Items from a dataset
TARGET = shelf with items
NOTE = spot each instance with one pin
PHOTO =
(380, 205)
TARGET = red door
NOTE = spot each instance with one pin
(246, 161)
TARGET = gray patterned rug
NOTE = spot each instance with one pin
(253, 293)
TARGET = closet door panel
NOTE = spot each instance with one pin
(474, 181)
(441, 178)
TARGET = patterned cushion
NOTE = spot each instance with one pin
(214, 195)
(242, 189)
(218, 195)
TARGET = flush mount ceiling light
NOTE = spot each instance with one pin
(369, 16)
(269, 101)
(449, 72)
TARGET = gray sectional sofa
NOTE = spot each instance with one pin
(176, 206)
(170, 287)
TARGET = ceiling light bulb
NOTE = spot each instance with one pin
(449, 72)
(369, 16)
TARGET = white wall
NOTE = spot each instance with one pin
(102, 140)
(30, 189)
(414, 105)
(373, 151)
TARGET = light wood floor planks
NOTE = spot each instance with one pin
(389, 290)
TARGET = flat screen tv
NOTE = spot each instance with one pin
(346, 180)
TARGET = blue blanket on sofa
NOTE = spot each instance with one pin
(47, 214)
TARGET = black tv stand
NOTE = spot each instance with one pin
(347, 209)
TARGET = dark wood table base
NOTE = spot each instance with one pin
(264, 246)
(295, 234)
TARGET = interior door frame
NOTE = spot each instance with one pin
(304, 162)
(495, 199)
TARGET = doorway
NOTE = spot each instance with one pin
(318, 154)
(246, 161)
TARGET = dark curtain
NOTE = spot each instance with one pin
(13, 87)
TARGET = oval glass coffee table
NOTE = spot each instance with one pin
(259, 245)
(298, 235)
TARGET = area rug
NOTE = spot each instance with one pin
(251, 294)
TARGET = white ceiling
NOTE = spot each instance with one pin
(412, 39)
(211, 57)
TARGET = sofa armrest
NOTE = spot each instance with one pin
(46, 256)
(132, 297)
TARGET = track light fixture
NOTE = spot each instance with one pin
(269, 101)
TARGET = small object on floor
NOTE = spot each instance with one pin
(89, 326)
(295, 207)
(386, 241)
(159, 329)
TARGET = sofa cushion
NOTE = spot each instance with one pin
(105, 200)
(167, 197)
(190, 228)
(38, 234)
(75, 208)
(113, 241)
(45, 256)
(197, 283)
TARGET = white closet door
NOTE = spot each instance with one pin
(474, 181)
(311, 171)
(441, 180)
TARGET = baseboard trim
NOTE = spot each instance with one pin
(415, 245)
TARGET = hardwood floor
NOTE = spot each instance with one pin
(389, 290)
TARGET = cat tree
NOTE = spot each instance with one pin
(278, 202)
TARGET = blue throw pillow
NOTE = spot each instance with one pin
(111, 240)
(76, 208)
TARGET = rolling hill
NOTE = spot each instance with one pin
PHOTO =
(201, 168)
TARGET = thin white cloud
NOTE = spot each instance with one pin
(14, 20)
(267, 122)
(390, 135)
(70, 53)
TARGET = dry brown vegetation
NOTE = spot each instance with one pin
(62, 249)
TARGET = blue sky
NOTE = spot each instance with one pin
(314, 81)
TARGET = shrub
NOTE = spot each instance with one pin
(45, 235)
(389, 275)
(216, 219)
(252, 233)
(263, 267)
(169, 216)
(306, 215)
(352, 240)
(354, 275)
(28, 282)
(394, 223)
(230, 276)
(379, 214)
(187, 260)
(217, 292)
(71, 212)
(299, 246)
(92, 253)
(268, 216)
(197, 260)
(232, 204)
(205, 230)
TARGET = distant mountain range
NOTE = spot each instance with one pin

* [PROBLEM]:
Reproduce the records above in full and with exact wording.

* [ANSWER SECTION]:
TARGET = shelf with items
NOTE = spot each instance with one pin
PHOTO =
(380, 205)
TARGET = red door
NOTE = spot each instance with one pin
(246, 161)
TARGET = gray patterned rug
NOTE = spot each instance with one pin
(253, 293)
TARGET = closet door panel
NOTE = spot each instance with one pin
(474, 181)
(441, 178)
TARGET = patterned cushion
NOTE = spot each instance with one pin
(214, 195)
(242, 189)
(218, 195)
TARGET = flush mount ceiling light
NOTE = spot each instance with one pin
(369, 16)
(269, 101)
(449, 72)
TARGET = gray sectional sofa
NOTE = spot each instance with one pin
(176, 206)
(170, 287)
TARGET = ceiling light bulb
NOTE = spot each instance with one pin
(449, 72)
(369, 16)
TARGET = white wall
NOTE = spot each instance with one pin
(102, 140)
(30, 189)
(414, 105)
(373, 151)
TARGET = light wood floor planks
NOTE = spot each instance with one pin
(389, 290)
TARGET = flat screen tv
NOTE = spot each instance with one pin
(346, 180)
TARGET = blue blanket on sofa
NOTE = spot each instance with one pin
(47, 214)
TARGET = black tv stand
NOTE = spot each instance with one pin
(347, 209)
TARGET = dark wood table base
NOTE = spot each instance with one pin
(264, 246)
(295, 234)
TARGET = interior door frame
NOTE = spot each instance with one pin
(304, 162)
(495, 199)
TARGET = doorway
NOTE = spot each instance with one pin
(318, 154)
(246, 161)
TARGET = dark curtain
NOTE = spot each instance with one pin
(13, 87)
TARGET = oval glass coffee table
NOTE = spot each instance with one pin
(259, 245)
(298, 235)
TARGET = area rug
NOTE = spot each instance with one pin
(251, 294)
TARGET = white ceiling
NOTE = spot each instance with one pin
(412, 39)
(211, 57)
TARGET = sofa armrest
NOTE = spot each instance with one pin
(46, 256)
(132, 297)
TARGET = track light fixture
NOTE = spot each instance with one pin
(269, 101)
TARGET = small object on floor
NOTE = spot each instance with one pin
(89, 326)
(295, 207)
(386, 241)
(159, 329)
TARGET = sofa cushion
NOTE = spot each instance with one pin
(105, 200)
(167, 197)
(190, 228)
(38, 234)
(75, 208)
(113, 241)
(45, 256)
(197, 283)
TARGET = white closet door
NOTE = spot each instance with one pin
(474, 181)
(311, 171)
(441, 180)
TARGET = baseboard trim
NOTE = spot each instance with one pin
(415, 245)
TARGET = hardwood floor
NOTE = spot each instance with one pin
(389, 290)
TARGET = cat tree
NOTE = spot each instance with one pin
(278, 202)
TARGET = blue throw pillow
NOTE = spot each instance with one pin
(111, 240)
(76, 208)
TARGET = rolling hill
NOTE = spot each instance with one pin
PHOTO =
(201, 168)
TARGET = thin white cloud
NOTE = spot each instance with one pin
(14, 20)
(267, 122)
(390, 135)
(70, 53)
TARGET = dry brown vegetation
NOTE = spot each instance with one pin
(62, 249)
TARGET = blue sky
NOTE = spot each instance with one pin
(314, 81)
TARGET = shrub
NOTE = spot each instance with one pin
(45, 235)
(389, 275)
(216, 219)
(252, 233)
(263, 267)
(169, 216)
(306, 215)
(352, 240)
(354, 275)
(28, 282)
(394, 223)
(230, 276)
(379, 214)
(187, 260)
(217, 292)
(71, 212)
(299, 246)
(92, 253)
(268, 216)
(197, 260)
(232, 204)
(205, 230)
TARGET = distant mountain range
NOTE = spot each instance with one pin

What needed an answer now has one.